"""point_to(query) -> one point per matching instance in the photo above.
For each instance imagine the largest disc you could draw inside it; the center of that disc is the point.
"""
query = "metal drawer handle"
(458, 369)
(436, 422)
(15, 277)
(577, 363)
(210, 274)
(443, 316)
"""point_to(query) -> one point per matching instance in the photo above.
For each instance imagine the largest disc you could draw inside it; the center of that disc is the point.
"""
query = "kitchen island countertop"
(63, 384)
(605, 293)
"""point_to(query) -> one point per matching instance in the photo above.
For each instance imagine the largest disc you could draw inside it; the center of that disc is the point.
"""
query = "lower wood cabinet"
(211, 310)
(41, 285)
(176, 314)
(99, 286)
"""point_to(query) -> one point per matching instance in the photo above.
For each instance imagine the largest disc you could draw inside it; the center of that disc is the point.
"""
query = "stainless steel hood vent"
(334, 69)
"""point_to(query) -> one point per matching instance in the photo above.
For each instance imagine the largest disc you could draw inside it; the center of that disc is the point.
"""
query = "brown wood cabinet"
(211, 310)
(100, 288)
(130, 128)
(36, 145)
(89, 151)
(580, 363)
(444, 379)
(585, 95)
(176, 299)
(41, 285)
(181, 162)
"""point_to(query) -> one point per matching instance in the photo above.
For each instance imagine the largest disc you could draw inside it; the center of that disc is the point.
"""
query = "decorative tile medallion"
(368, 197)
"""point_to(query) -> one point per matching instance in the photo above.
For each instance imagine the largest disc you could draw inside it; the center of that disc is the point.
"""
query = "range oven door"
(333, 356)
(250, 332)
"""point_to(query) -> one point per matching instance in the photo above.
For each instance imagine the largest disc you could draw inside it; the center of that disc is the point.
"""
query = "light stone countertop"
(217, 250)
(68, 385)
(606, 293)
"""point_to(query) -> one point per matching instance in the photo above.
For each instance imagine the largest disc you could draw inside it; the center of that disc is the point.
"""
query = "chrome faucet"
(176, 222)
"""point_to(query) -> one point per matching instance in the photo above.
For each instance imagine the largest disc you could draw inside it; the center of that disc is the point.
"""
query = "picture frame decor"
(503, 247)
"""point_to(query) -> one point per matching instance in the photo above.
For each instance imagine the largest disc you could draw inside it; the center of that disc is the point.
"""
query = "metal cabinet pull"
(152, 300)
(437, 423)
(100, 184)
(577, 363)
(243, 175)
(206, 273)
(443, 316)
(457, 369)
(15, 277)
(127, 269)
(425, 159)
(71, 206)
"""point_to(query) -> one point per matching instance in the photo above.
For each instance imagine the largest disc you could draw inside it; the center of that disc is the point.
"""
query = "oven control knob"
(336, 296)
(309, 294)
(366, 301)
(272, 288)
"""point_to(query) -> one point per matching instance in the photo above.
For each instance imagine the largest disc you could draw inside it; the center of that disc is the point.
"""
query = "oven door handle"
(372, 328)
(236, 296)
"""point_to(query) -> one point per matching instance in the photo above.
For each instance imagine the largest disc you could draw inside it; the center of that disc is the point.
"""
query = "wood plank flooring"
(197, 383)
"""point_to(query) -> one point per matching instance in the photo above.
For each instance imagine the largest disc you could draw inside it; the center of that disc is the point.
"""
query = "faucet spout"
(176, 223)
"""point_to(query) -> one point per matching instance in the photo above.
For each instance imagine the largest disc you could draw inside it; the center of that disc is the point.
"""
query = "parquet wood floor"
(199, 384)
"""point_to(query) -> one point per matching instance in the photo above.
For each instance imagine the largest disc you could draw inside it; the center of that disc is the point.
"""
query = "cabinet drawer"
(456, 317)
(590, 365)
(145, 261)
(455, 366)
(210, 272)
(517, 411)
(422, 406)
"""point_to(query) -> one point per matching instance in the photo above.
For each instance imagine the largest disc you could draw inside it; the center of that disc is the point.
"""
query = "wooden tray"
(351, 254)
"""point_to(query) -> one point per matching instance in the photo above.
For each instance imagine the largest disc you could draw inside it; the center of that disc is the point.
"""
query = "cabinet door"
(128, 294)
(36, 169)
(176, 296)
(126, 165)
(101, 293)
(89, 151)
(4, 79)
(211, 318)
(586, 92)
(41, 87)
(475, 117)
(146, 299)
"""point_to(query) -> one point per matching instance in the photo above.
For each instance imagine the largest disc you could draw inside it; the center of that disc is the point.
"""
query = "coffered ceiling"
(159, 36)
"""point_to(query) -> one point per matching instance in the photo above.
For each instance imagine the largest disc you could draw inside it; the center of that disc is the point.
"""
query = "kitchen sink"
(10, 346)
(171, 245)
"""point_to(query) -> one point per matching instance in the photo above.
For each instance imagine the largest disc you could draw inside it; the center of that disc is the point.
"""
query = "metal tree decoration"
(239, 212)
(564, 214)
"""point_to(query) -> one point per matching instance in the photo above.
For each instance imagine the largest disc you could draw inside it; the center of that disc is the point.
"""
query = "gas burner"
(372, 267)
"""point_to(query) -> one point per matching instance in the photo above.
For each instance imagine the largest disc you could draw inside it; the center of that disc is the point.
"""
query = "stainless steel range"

########

### The exercise:
Copy every line of the records word for word.

### Expected answer:
"""point_to(query) -> one point per matching instance in the photo above.
For each instance imagine the largest disc you could draw inside it; the center of that disc is the point.
"""
query = "metal drawer handle"
(458, 369)
(436, 422)
(15, 277)
(577, 363)
(210, 274)
(443, 316)
"""point_to(query) -> one point per matching instance in the photo above.
For each instance imagine the largest disc you could draw inside it; the center of that disc is the point.
"""
query = "kitchen island countertop"
(63, 384)
(605, 293)
"""point_to(query) -> one point per matching instance in the photo above.
For each instance imagine the largest disc you could draw inside it; the center of that disc is the point.
"""
query = "lower wood cabinet"
(211, 310)
(41, 285)
(176, 314)
(99, 286)
"""point_to(query) -> one point per matching instance in the photo above.
For each instance imagine the largest disc you could draw inside it; the center of that disc is the point.
"""
query = "stainless steel hood vent"
(334, 69)
"""point_to(query) -> one point per matching instance in the photo above.
For each instance imagine the largest disc you could draw inside it; the center of that disc is the point.
"""
query = "brown wood cabinet"
(211, 310)
(100, 288)
(130, 128)
(36, 145)
(89, 151)
(580, 363)
(444, 379)
(585, 95)
(176, 299)
(41, 285)
(181, 162)
"""point_to(query) -> one point per matching instance in the photo above.
For each instance imagine the largest disc you could draw inside it; the center of that disc is the point.
"""
query = "decorative tile medallion"
(368, 197)
"""point_to(query) -> one point per matching instance in the photo above.
For each instance imagine the largest disc you could draw inside it; the center of that disc is the point.
"""
query = "range oven door"
(333, 356)
(250, 332)
"""point_to(query) -> one point per matching instance in the photo above.
For each instance imagine the largest disc you could draw inside it; the center of that disc is the point.
"""
query = "light stone countertop"
(217, 250)
(68, 385)
(606, 293)
"""point_to(query) -> one point per matching instance in the photo above.
For each instance imagine the largest disc you could draw inside it; the center of that disc is the point.
"""
query = "chrome faucet"
(176, 222)
"""point_to(query) -> one point per matching instance in the photo above.
For each instance imagine the largest disc you could draw inside it; the center of that disc is the point.
"""
query = "picture frame decor"
(503, 247)
"""point_to(query) -> one point per matching instance in the photo above.
For each instance imagine the largest disc you could draw inside it; the center of that disc is the point.
"""
query = "metal cabinet pull"
(152, 300)
(437, 423)
(100, 184)
(577, 363)
(243, 175)
(206, 273)
(443, 316)
(457, 369)
(15, 277)
(127, 269)
(425, 159)
(71, 206)
"""point_to(query) -> one point per matching instance in the photo above.
For each instance imagine the largest disc you could draw inside it; the center of that disc is the point.
"""
query = "oven control knob"
(336, 296)
(309, 294)
(366, 301)
(272, 288)
"""point_to(query) -> one point per matching instance in the photo above.
For each instance imagine the largest disc you could draw inside it; the center of that disc is the point.
"""
query = "oven door handle"
(372, 328)
(236, 296)
"""point_to(query) -> one point per matching instance in the photo above.
For each instance imagine the largest disc you could draw inside it; the center of that disc is the point.
"""
query = "wood plank flooring"
(197, 383)
"""point_to(query) -> one point per matching instance in the photo above.
For each instance imagine the largest disc you could draw inside it; the center of that disc is the point.
"""
query = "faucet spout"
(176, 223)
"""point_to(query) -> one point per matching instance in the photo above.
For each instance imagine the largest disc you could draw inside it; the center of that disc is the point.
"""
query = "parquet wood floor"
(199, 384)
"""point_to(query) -> one point per matching instance in the photo above.
For each instance imagine the largest disc you could draw inside it; the center of that disc is the point.
"""
query = "cabinet drawer"
(456, 317)
(590, 365)
(145, 261)
(455, 366)
(210, 272)
(517, 411)
(422, 406)
"""point_to(query) -> one point per matching instance in the photo above.
For each instance imagine the largest disc you could draw inside it; the center of that disc is the point.
"""
query = "wooden tray"
(351, 254)
"""point_to(query) -> one point per matching instance in the photo above.
For each instance imagine the largest disc you could draw inside it; the center of that disc is the point.
"""
query = "cabinet door"
(128, 294)
(36, 169)
(176, 296)
(126, 165)
(101, 293)
(89, 151)
(4, 79)
(211, 318)
(586, 92)
(41, 87)
(475, 117)
(146, 299)
"""point_to(query) -> one point per matching instance in the photo above.
For each instance imagine the largest disc you could draw inside it; the center of that disc is the point.
"""
query = "coffered ceiling"
(159, 36)
"""point_to(query) -> one point per matching instance in the photo above.
For each instance imagine the largest disc you could draw inside it; the center of that disc is the point.
"""
query = "kitchen sink"
(10, 346)
(171, 245)
"""point_to(query) -> one point per matching instance in the photo above.
For each instance imagine the largest disc you could draw inside it; the center of that disc is the point.
"""
query = "metal tree decoration"
(239, 212)
(564, 214)
"""point_to(query) -> one point per matching instance in the photo above.
For each instance imagine the largest disc you could draw inside it; the center of that disc is the point.
"""
query = "gas burner"
(372, 267)
"""point_to(query) -> one point per matching instance in the photo above.
For each instance imagine the largest disc you could draw inside it; the center of that disc is the point.
"""
query = "stainless steel range"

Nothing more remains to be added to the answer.